### Article ###

Please Don’t Engage Me

Sorry ‘bout being late today. It’s been a busy week. I usually have some posts “in the galleys” for busy weeks, but last week was busy too. And don’t you dare look at me like that; it’s term paper season. Being “busy” doesn’t always mean being “busy.” No, I am not on the brink of engagement.

It seems like a “girl” in shidduchim can’t make any changes to her routine or appearance without being accused of serious dating. A friend of mine told me that at her friend’s l’chaim, someone said, “I thought there was something going on… she’s lost so much weight!” To which friend replied, “Nice try, but she lost half of it before she met him.”

At the beginning of last year I had a job on Mondays and Wednesdays, 9-5. So on Tuesdays and Thursdays, Touro College days, I dressed down, in a way that was probably bad for shidduchim. Then, about halfway through the year I switched to a job that had morning hours, Monday through Thursday. And suddenly I was showing up in Touro College dressed up instead of down. It is absolutely disgusting how many people said things along the lines of, “Is there something I should know about?” or otherwise hinted that it was just a matter of time before they heard from me at a strange hour of the night. Irritated, I borrowed a costume jewelry bracelet that was silver and set with a few dozen rhinestone diamonds, which, if you don’t know, is the symbol of engagement among local young ladies. It raised a few eyebrows and made a few people, in their own words, “wonder,” but nobody congratulated me. Oh well.

### Material shown ###

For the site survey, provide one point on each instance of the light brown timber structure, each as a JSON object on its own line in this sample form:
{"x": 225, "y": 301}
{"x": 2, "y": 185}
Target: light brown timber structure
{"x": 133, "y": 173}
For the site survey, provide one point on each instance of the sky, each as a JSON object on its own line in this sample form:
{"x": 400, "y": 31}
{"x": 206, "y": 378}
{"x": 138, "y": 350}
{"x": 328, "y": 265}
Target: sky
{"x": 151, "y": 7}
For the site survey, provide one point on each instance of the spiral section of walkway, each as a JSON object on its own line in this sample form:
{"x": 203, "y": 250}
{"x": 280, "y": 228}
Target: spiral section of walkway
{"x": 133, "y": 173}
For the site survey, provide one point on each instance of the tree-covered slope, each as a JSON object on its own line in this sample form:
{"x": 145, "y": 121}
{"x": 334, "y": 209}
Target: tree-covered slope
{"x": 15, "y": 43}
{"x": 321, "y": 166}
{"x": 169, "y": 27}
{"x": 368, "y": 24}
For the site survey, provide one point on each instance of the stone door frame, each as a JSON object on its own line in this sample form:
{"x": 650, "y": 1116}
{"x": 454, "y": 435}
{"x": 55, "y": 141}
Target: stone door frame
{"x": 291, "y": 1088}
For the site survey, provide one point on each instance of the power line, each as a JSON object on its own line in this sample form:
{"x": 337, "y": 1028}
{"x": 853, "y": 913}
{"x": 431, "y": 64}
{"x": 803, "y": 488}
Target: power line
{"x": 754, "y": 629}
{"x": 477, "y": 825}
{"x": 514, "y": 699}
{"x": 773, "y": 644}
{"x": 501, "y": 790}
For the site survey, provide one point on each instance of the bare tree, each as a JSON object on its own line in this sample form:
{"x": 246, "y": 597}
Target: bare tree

###

◆ Your tasks:
1 > In the blog post, on which days and hours did the writer work at the job held at the beginning of last year?
2 > Write the next part of the blog post about engagement rumors, following on from its final sentence.

◆ Answers to the problems:
1 > Mondays and Wednesdays, 9-5.

2 >
Then there was the time I briefly took up a tutoring job and had to get home at certain hours and be unavailable shortly after. “No it is not for a date,” I had to specify, because otherwise the rumor-mill would have my wedding date settled on by the end of the week.

Many people figure they can plot dating patterns based on frequency of “doing” hair, niceness of dress, new additions of clothing to the wardrobe, and lack of availability in the evening. When these patterns persist or increase over time, they believe they can confidently expect an engagement. Unfortunately, these are all rather superficial signs, and easily read into when there’s nothing to read.

Commenter mickey mouse has her own methodology for predicting engagements. She points out that after a certain period of dating, you begin to hear with greater frequency things like “I was discussing that with someone and…” or “Somebody told me…”

I have learned the hard way that you never ever ask “Who told you that?” no matter how outrageous it is. Not unless you want to watch a friend blush, squirm, and eventually, lie. (Because “Oh I don’t remember I heard it somewhere” is still a lie.)

But, says mickey mouse, you know an engagement is impending when the pattern changes to “we.” Meaning, “We were just discussing that yesterday!” More subtle than dress patterns, and possibly more accurate; we should probably do a serious study to test it out (and by “we” I mean the general population involved with dating couples, and not me and some significant male).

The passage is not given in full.